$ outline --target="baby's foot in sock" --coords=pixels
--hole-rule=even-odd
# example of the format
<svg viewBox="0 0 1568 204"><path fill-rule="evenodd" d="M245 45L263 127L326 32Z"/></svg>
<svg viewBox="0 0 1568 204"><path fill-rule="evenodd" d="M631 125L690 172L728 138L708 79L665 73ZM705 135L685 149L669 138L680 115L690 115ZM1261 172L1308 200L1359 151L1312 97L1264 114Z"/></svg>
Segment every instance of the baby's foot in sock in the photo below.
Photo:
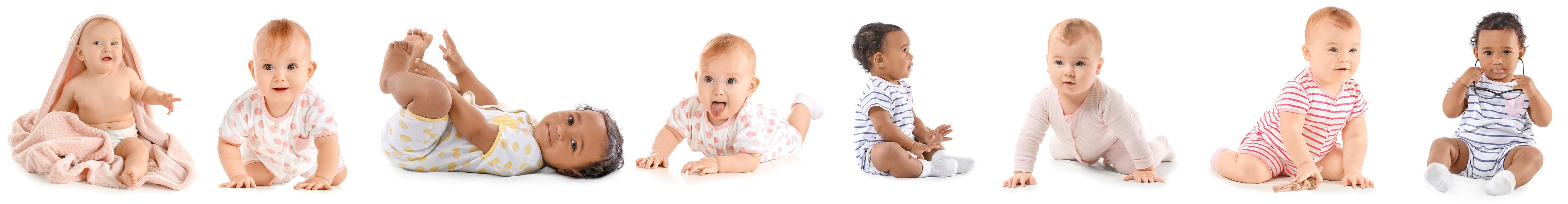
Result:
<svg viewBox="0 0 1568 204"><path fill-rule="evenodd" d="M1231 151L1229 148L1214 149L1214 155L1209 157L1209 166L1214 166L1214 169L1218 171L1220 169L1220 155L1225 155L1225 152L1229 152L1229 151Z"/></svg>
<svg viewBox="0 0 1568 204"><path fill-rule="evenodd" d="M795 104L811 108L811 119L820 119L823 115L822 105L812 100L811 96L806 96L806 93L795 94Z"/></svg>
<svg viewBox="0 0 1568 204"><path fill-rule="evenodd" d="M920 162L920 165L925 165L920 177L949 177L958 173L958 162L952 158Z"/></svg>
<svg viewBox="0 0 1568 204"><path fill-rule="evenodd" d="M434 42L434 35L425 33L425 30L419 28L408 30L408 35L403 35L403 41L408 41L409 46L412 46L412 52L409 53L412 53L414 58L425 58L425 50L430 49L430 44Z"/></svg>
<svg viewBox="0 0 1568 204"><path fill-rule="evenodd" d="M1432 188L1436 188L1438 191L1449 191L1449 180L1454 179L1454 176L1449 174L1449 166L1441 163L1427 165L1427 171L1422 173L1422 177L1425 177L1427 184L1432 184Z"/></svg>
<svg viewBox="0 0 1568 204"><path fill-rule="evenodd" d="M1482 187L1486 188L1486 195L1502 196L1513 193L1513 171L1504 169L1491 176L1491 180L1486 180L1486 185Z"/></svg>
<svg viewBox="0 0 1568 204"><path fill-rule="evenodd" d="M381 93L387 94L387 77L397 72L408 72L409 66L414 64L412 46L408 41L394 41L387 44L386 61L381 61Z"/></svg>

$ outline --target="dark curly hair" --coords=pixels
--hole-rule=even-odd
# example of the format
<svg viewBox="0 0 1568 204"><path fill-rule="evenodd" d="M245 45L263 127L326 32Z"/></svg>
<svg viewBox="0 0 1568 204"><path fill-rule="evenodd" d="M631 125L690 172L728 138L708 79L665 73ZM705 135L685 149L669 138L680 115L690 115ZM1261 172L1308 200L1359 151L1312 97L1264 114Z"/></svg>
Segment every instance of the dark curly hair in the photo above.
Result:
<svg viewBox="0 0 1568 204"><path fill-rule="evenodd" d="M1480 17L1475 24L1475 33L1471 33L1471 47L1475 47L1475 41L1480 41L1480 30L1513 30L1513 35L1519 36L1519 47L1524 47L1524 25L1519 24L1519 16L1513 13L1491 13L1486 17Z"/></svg>
<svg viewBox="0 0 1568 204"><path fill-rule="evenodd" d="M861 69L872 72L872 55L881 52L883 38L887 36L887 33L900 30L903 28L898 28L898 25L881 22L862 25L861 31L855 33L855 46L850 46L855 52L855 61L861 63Z"/></svg>
<svg viewBox="0 0 1568 204"><path fill-rule="evenodd" d="M605 135L607 140L605 140L605 144L604 144L604 158L601 158L599 162L588 163L585 166L575 168L574 169L575 174L566 174L566 176L583 177L583 179L594 179L594 177L608 176L610 173L615 173L615 169L621 169L621 162L622 162L622 158L621 158L621 141L622 141L621 140L621 127L618 127L615 124L615 119L610 118L610 113L605 111L605 110L594 108L593 105L586 105L586 104L577 105L577 110L591 110L591 111L599 111L599 115L604 115L604 129L605 129L604 135Z"/></svg>

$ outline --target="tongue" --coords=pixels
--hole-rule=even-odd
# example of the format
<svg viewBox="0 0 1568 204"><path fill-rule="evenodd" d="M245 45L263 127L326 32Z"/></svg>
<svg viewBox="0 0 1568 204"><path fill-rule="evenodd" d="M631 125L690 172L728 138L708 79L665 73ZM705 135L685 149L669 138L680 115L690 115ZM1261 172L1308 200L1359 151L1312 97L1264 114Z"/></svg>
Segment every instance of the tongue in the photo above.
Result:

● ● ● ●

Copy out in full every line of the items above that contains the word "target".

$ outline --target="baby's foot in sock" --coords=pixels
$ outline --target="dark curly hair" --coords=pixels
$ outline --target="tongue" --coords=pixels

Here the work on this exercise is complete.